··· Texto de apoio ···
Leituras da "Mensagem" (2ª Parte)

           Vale também a pena transcrever a interpretação astrológica de Paulo Cardoso fez do livro: "Fernando Pessoa dividiu a Mensagem em três corpos distintos e no segundo deles, ou seja, no corpo central, agrupou doze poemas, tantos quantos os signos de Zodíaco. Os doze signos astrológicos fazem parte de um todo. Cada um deles não é - e Fernando Pessoa sabia-o - uma reunião arbitrária de determinados símbolos ou fatores da personalidade; nem sequer é casual a ordem pela qual se apresentam habitualmente. Cada um deles, embora goze de uma certa autonomia, é um passo de um percurso global que só é perfeito quando esses doze elementos se articulam entre si. Eles constituem um ciclo e funcionam como um organismo. Cada signo é resultante daquele que o antecede e a preparação do seguinte. Eles não são mais, afinal, do que a expressão das diferentes etapas da eterna metamorfose vivida pela natureza na sua trajetória, desde o princípio da Primavera - o signo de Carneiro até o final do Inverno - o signo de Peixes."
            Conforme disse Gaspar Simões, "a expressão lírica" dos "versos magistrais" da Mensagem está aberta a qualquer um leitor comum. Mas há também uma outra leitura (ocultista), explícita nos sucessivos poemas do Poema, como se deduz dos versos que encerram o livro de Fernando Pessoa:

Nevoeiro 
                                                Nem rei nem lei, nem paz nem guerra,
                                                Define com perfil e ser
                                                Este fulgor baço da terra
                                                Que é Portugal a entristecer - 
                                                Brilho sem luz e sem arder, 
                                                Como o que o fogo-fatuo encerra.
                                                Ninguem sabe que coisa quere.
···
Tarefa proposta | Por favor, diga quantos poemas Fernando Pessoa agrupou no corpo central da Mensagem, segundo a interpretação de Paulo Cardoso citada no texto acima.
··· Dados fornecidos ···
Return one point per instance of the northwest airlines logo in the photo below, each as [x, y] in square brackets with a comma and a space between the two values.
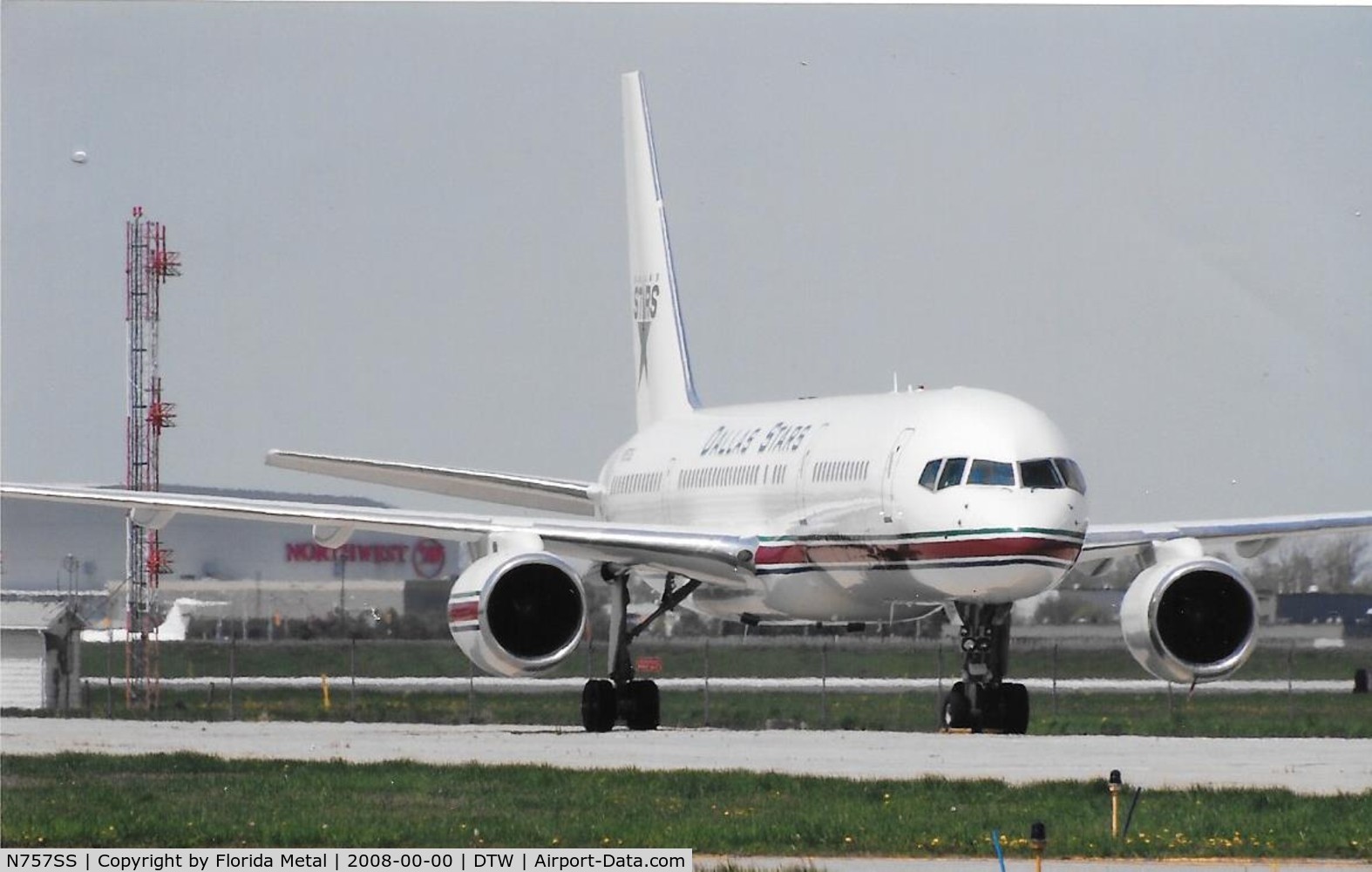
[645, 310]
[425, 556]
···
··· Dados fornecidos ···
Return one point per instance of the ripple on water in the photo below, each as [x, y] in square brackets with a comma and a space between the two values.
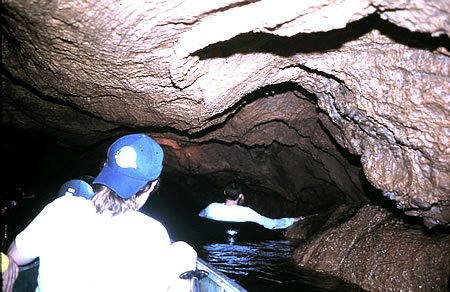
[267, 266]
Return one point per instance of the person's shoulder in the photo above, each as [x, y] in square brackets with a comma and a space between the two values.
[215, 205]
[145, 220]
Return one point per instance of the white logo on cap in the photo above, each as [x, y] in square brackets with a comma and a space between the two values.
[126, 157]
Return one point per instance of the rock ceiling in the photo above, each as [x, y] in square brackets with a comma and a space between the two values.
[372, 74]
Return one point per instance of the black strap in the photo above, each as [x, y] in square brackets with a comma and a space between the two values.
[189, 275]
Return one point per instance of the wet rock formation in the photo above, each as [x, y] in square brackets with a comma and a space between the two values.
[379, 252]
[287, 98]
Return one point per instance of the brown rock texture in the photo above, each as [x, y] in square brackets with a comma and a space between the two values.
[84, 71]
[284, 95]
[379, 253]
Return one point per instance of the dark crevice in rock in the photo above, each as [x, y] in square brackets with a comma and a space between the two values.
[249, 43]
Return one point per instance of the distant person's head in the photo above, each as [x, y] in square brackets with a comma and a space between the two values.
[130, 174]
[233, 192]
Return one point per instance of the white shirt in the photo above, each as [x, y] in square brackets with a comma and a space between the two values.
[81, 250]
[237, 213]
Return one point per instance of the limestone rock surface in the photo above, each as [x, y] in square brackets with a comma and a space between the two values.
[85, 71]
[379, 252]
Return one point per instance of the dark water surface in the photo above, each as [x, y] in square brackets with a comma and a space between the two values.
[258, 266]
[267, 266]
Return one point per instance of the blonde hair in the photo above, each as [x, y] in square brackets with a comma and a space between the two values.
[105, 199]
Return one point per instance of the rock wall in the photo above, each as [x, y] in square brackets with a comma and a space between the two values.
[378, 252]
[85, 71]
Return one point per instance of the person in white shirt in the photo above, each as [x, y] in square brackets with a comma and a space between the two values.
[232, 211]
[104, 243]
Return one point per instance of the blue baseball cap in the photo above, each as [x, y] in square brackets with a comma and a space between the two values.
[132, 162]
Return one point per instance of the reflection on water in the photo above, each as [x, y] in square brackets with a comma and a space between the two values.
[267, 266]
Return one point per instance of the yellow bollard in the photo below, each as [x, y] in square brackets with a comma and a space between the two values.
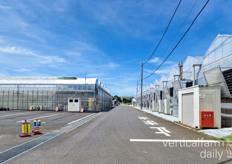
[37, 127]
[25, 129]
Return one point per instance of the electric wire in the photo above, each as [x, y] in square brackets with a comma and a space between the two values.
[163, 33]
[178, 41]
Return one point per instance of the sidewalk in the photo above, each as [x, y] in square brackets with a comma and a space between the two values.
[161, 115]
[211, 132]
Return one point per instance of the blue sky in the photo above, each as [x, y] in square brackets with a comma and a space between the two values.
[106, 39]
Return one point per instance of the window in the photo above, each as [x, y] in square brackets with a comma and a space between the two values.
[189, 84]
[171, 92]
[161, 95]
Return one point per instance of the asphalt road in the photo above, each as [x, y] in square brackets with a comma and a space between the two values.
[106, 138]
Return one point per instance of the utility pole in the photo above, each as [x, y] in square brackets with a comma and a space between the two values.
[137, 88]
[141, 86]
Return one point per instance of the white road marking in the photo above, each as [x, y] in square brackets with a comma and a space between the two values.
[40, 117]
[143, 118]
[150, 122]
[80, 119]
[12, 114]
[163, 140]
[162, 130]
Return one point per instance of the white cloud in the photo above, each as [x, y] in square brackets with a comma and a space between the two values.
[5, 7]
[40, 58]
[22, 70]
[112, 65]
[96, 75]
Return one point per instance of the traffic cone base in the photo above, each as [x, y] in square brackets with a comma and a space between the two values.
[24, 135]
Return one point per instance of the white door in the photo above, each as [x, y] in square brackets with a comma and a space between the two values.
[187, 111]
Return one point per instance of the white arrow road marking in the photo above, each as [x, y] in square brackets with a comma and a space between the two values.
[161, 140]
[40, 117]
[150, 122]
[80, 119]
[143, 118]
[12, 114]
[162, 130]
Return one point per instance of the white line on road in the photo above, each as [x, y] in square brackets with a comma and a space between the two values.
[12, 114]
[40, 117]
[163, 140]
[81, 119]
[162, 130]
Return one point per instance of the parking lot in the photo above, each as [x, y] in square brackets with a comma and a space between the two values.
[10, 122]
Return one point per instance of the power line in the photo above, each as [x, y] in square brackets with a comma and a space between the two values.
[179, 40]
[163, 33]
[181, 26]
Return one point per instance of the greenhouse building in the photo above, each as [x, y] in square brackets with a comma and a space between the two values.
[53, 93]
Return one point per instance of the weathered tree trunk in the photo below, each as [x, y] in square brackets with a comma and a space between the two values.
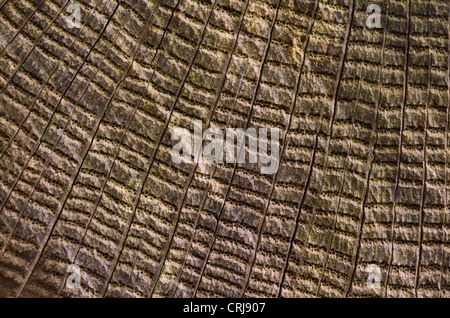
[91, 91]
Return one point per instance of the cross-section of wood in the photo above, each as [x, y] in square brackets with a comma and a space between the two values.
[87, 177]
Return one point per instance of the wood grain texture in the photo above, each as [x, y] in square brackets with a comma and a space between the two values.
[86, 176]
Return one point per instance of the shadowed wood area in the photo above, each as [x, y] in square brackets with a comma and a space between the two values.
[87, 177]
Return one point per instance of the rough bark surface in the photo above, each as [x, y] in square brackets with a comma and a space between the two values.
···
··· Dados fornecidos ···
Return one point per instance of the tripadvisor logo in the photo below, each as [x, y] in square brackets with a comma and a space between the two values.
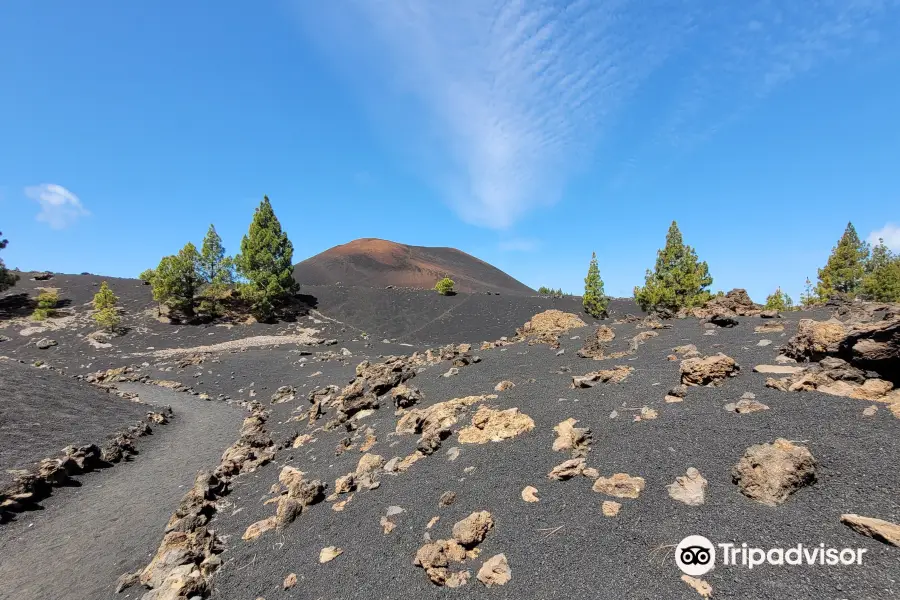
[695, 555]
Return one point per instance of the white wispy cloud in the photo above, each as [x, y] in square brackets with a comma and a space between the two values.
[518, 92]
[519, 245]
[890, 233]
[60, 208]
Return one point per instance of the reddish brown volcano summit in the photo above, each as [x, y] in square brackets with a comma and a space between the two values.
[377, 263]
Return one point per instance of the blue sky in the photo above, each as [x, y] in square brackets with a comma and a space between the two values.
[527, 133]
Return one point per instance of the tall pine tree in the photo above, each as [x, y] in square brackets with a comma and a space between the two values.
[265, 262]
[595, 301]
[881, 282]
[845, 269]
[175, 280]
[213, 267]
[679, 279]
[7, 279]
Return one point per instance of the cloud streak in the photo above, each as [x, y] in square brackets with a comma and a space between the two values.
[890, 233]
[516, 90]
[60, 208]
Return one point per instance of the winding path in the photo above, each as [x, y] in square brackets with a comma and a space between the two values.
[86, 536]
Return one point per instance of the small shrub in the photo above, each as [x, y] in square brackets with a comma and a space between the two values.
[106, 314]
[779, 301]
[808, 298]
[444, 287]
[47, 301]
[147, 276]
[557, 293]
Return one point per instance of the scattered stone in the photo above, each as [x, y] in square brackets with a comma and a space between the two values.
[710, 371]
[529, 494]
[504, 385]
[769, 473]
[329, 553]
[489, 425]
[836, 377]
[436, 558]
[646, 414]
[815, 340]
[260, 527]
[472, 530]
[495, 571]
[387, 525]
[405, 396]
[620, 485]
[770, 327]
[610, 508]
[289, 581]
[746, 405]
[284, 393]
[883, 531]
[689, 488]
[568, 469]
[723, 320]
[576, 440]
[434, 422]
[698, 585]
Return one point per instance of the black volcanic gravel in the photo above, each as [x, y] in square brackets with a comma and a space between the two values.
···
Resolução completa | Doze poemas, tantos quantos os signos do Zodíaco.